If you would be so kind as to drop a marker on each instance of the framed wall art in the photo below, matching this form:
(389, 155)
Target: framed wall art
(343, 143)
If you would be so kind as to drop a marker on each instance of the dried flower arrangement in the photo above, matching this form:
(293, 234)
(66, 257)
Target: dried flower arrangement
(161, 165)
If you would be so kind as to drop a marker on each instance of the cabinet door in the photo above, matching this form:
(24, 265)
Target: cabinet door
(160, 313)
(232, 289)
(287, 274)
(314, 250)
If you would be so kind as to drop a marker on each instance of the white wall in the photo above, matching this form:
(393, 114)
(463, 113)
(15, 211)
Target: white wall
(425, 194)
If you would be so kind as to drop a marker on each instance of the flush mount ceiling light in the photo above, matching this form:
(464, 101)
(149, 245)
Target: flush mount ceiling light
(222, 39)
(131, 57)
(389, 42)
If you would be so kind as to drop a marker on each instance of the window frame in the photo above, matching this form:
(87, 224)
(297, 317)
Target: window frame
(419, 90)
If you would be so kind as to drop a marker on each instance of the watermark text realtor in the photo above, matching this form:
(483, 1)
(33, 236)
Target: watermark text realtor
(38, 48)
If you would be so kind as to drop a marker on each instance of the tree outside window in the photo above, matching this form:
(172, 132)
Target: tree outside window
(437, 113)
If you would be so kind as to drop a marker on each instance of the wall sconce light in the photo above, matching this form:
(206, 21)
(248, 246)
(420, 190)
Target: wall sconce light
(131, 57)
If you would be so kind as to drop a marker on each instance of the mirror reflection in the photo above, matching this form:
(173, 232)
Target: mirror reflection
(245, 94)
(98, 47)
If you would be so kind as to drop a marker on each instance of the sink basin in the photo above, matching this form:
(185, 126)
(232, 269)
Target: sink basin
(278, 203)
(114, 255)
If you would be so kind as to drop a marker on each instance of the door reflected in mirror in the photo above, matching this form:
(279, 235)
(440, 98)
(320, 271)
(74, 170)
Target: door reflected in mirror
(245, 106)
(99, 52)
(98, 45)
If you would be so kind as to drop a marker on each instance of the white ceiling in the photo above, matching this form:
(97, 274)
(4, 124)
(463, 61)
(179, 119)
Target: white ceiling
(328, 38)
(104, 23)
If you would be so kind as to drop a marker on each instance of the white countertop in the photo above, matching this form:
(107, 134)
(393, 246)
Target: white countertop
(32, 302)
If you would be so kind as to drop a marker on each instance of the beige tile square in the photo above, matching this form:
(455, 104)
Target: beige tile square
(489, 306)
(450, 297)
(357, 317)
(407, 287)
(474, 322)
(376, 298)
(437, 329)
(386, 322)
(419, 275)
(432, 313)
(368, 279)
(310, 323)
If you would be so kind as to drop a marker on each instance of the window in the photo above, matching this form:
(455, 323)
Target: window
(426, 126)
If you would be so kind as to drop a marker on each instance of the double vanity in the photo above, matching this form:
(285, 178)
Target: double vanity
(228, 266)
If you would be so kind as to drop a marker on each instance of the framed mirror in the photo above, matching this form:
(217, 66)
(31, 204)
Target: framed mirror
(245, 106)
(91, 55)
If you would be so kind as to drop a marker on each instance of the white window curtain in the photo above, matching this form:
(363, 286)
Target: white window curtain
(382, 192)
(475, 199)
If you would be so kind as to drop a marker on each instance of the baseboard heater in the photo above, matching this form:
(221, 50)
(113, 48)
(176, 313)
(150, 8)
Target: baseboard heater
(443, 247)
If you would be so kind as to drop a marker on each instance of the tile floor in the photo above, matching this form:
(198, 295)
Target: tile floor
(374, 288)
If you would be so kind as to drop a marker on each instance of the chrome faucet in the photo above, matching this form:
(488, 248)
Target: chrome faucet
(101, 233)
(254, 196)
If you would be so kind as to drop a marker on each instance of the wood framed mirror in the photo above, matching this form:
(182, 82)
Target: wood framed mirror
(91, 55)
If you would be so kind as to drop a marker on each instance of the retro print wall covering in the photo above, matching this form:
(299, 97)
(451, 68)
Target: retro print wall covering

◇ ◇ ◇ ◇ ◇

WHAT YOU WILL DO: The records above should be repeated in full, exactly as given.

TASK RESULT:
If you would be so kind as to drop a marker on each instance of the framed wall art in the photo below, matching this form:
(389, 155)
Target: framed wall art
(343, 143)
If you would be so kind as to drop a marker on each instance of the dried flower arrangement in the photo above, matching this form:
(293, 234)
(66, 257)
Target: dried flower arrangement
(161, 165)
If you would be so kind as to drop a marker on each instance of the cabinet door in the photo above, matching this form:
(24, 265)
Target: cabinet door
(160, 313)
(232, 289)
(287, 274)
(314, 250)
If you would be so kind as to drop a marker on each instance of the white wall in the photo above, matching this form:
(393, 114)
(463, 113)
(15, 211)
Target: white wall
(425, 194)
If you would be so kind as to drop a marker on each instance of the flush mount ceiling light in the photo above, matching this form:
(464, 101)
(149, 245)
Target: flush mount ceiling light
(222, 39)
(131, 57)
(389, 42)
If you would be so kind as to drop a marker on each instance of the window frame in the photo above, matching this form:
(87, 224)
(297, 317)
Target: window frame
(419, 90)
If you would be so kind as to drop a marker on each instance of the watermark text realtor in the photo above, matching this form:
(483, 1)
(33, 236)
Target: watermark text realtor
(38, 48)
If you would be so kind as to drop a marker on each instance of the tree outside window in the photo above, matching this form:
(172, 132)
Target: tree outside window
(437, 113)
If you would be so kind as to drop a marker on each instance of the wall sconce light in the photo above, matching this form:
(206, 21)
(248, 246)
(420, 190)
Target: wall sconce light
(131, 57)
If you would be so kind as to drop a marker on each instance of the mirror reflection in the photo above, matching this form:
(173, 232)
Target: mirror reflection
(245, 94)
(98, 47)
If you would be so kind as to drop a marker on each instance of the sink basin in the photo above, matching this form:
(185, 126)
(232, 269)
Target: sink basin
(278, 203)
(114, 255)
If you would be so kind as to drop a marker on each instance of the door reflected in mirror in the photo above, matching this form:
(279, 235)
(440, 98)
(320, 271)
(74, 170)
Target: door reflected in mirror
(245, 106)
(99, 52)
(98, 45)
If you would be so kind as to drop a marker on each instance of the white ceiling in the photo above, matching this form:
(97, 274)
(4, 124)
(463, 61)
(179, 119)
Target: white ceiling
(328, 38)
(104, 23)
If you would be so kind as to drop a marker on each instance of the white countertop in the photo above, matching this form:
(107, 134)
(393, 246)
Target: white countertop
(32, 302)
If you would be so kind as to drop a marker on each instance of the beige tile square in the photo above, matching this form:
(455, 104)
Target: beige tile square
(489, 306)
(450, 297)
(357, 317)
(407, 287)
(474, 322)
(376, 298)
(437, 329)
(386, 322)
(419, 275)
(432, 313)
(368, 279)
(310, 323)
If you would be so kind as to drop a marker on each instance of the window in the photo above, matching this form:
(455, 323)
Target: window
(426, 126)
If you would be so kind as to drop a marker on each instance of the double vanity in the photo above, matching this form:
(285, 178)
Target: double vanity
(228, 266)
If you would be so kind as to drop a marker on each instance of the framed mirror in the photo above, matching this form:
(217, 66)
(31, 204)
Target: framed mirror
(245, 106)
(91, 55)
If you would be so kind as to drop a marker on each instance of the white window curtain in the photo above, matching this form:
(363, 286)
Target: white window curtain
(382, 192)
(475, 199)
If you would be so kind as to drop a marker on each instance of the baseboard heater in the photo above, matching this form:
(221, 50)
(113, 48)
(176, 313)
(150, 8)
Target: baseboard heater
(443, 247)
If you would be so kind as to drop a marker on each instance of the tile floor in the photo above, matching this form:
(198, 295)
Target: tile floor
(374, 288)
If you would be so kind as to drop a marker on each instance of the chrome faucet in the photo above, matching this form:
(488, 248)
Target: chrome faucet
(101, 233)
(254, 196)
If you would be so kind as to drop a marker on each instance of the wood framed mirror in the photo above, matching this form:
(182, 82)
Target: wood framed mirror
(91, 55)
If you would be so kind as to drop a marker on each instance of the retro print wall covering in the photo above, matching this form:
(299, 97)
(451, 68)
Target: retro print wall covering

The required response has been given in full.